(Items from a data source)
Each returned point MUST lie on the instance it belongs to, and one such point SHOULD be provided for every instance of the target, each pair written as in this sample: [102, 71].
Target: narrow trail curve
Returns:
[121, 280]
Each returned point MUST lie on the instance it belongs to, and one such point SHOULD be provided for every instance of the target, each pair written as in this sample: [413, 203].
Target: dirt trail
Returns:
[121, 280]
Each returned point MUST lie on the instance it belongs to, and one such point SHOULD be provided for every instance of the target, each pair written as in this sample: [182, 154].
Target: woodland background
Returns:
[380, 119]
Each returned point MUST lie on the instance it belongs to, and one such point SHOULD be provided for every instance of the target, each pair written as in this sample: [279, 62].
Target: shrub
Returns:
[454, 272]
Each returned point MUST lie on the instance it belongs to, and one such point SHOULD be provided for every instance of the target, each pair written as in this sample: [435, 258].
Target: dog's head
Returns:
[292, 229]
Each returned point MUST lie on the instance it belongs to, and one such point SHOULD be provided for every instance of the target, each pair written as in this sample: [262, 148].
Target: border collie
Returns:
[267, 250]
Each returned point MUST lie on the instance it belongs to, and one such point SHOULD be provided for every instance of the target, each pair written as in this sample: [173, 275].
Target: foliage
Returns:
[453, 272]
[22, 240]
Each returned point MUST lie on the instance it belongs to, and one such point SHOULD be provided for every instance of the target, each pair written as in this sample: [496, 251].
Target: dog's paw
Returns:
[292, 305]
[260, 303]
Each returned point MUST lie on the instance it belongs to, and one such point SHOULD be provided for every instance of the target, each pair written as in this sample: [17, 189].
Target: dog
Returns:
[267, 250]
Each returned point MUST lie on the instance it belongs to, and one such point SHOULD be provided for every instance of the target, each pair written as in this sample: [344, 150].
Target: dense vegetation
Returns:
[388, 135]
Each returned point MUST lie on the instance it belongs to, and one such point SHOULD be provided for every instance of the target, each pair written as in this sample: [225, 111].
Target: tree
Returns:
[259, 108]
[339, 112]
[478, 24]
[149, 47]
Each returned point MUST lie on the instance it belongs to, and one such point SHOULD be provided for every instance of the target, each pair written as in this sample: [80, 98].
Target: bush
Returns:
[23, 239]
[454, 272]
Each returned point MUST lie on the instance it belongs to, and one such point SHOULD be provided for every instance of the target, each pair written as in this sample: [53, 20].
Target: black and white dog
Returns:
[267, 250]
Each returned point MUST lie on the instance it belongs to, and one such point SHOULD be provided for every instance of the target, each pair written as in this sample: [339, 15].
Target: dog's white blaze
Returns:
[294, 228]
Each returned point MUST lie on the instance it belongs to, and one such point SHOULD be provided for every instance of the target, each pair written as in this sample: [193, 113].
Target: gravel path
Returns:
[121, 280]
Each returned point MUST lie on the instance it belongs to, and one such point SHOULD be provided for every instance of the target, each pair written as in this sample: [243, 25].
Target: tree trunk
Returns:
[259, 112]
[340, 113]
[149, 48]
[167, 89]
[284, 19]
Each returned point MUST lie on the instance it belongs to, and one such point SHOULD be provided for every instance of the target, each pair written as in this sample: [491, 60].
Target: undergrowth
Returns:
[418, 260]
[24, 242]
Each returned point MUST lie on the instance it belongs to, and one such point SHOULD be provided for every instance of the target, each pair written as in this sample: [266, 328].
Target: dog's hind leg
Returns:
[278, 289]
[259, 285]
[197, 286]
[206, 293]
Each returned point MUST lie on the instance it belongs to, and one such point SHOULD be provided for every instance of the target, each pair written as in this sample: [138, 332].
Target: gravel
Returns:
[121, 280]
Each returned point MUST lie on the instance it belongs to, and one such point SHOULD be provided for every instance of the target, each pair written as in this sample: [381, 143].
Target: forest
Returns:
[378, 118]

◆ Task description
Nothing is to be left out: set down all the records again exactly.

◆ Reply
Each returned point MUST lie on the instance it belongs to, and one such point SHOULD be provided for every instance of the target, each pair written as in this sample: [102, 71].
Target: narrow trail curve
Returns:
[121, 280]
Each returned point MUST lie on the instance it belongs to, and one such point SHOULD be provided for every instance of the target, each pair written as in this sample: [413, 203].
Target: dirt trail
Returns:
[121, 280]
Each returned point MUST lie on the instance it belongs to, and one such point SHOULD be provided for every instance of the target, each pair written as in this sample: [182, 154].
Target: woodland background
Returns:
[380, 119]
Each returned point MUST lie on the instance it belongs to, and one such point SHOULD be provided for every instance of the target, each pair written as in this sample: [279, 62].
Target: shrub
Returns:
[454, 272]
Each returned point MUST lie on the instance it belongs to, and one such point SHOULD be provided for every instance of the target, each pair written as in this sample: [435, 258].
Target: dog's head
Returns:
[292, 229]
Each returned point MUST lie on the instance it belongs to, and one such point SHOULD be provided for every instance of the target, each pair written as in this sample: [262, 148].
Target: border collie
Returns:
[267, 250]
Each returned point MUST lie on the instance it belongs to, and one such point SHOULD be provided for every instance of the target, each pair written as in this sample: [173, 275].
Target: foliage
Returns:
[453, 272]
[22, 240]
Each returned point MUST lie on the instance it belongs to, and one such point SHOULD be provided for every instance of the target, each pair written as in this sample: [496, 251].
Target: dog's paw
Returns:
[292, 305]
[260, 303]
Each returned point MUST lie on the instance it belongs to, and one such point SHOULD be provided for every instance of the target, each pair written as in this sample: [17, 189].
Target: dog
Returns:
[267, 250]
Each returned point MUST lie on the instance it belongs to, and one such point SHOULD be provided for every instance of the target, each pair written as in this sample: [344, 150].
Target: dense vegetation
Returns:
[388, 135]
Each returned point MUST lie on the instance it belongs to, and one such point SHOULD be provided for every instance of the target, each pair written as in this sample: [225, 111].
Target: tree
Returns:
[259, 108]
[339, 112]
[478, 24]
[149, 47]
Each returned point MUST lie on the instance it belongs to, and one such point SHOULD be provided for every instance of the target, each pair written as in this sample: [80, 98].
Target: bush
Returns:
[23, 239]
[454, 272]
Each returned point MUST lie on the instance it belongs to, and one such point SHOULD be provided for every instance of the target, each pair written as in this sample: [53, 20].
Target: black and white dog
Returns:
[267, 250]
Each returned point MUST lie on the instance it belongs to, and one such point SHOULD be provided for every instance of the target, each pair written as in this sample: [339, 15].
Target: dog's white blaze
Returns:
[294, 228]
Each returned point MUST lie on the instance it belongs to, and one such point SHOULD be provided for every instance of the target, each pair written as in this sample: [193, 113].
Target: gravel path
Returns:
[121, 280]
Each returned point MUST lie on the instance it belongs to, and one such point SHOULD be provided for every instance of the target, each pair written as in this sample: [243, 25].
Target: tree trunk
Returns:
[259, 112]
[340, 113]
[149, 48]
[167, 89]
[284, 19]
Each returned point MUST lie on the instance it belongs to, and one such point SHOULD be provided for every instance of the target, each pair written as in this sample: [491, 60].
Target: undergrowth
Returns:
[418, 260]
[24, 242]
Each returned point MUST lie on the instance it belongs to, and one such point SHOULD be provided for every instance of the target, each pair written as in this sample: [266, 328].
Target: dog's hind leg
Returns:
[278, 289]
[259, 285]
[197, 286]
[206, 293]
Each returned point MUST lie on the instance it belongs to, and one such point SHOULD be provided for every instance of the target, each pair written as in this sample: [138, 332].
Target: gravel
Returns:
[121, 280]
Each returned point MUST lie on the instance it belongs to, and one such point SHOULD be provided for every instance of the target, each pair written as in this sample: [381, 143].
Target: forest
Returns:
[378, 118]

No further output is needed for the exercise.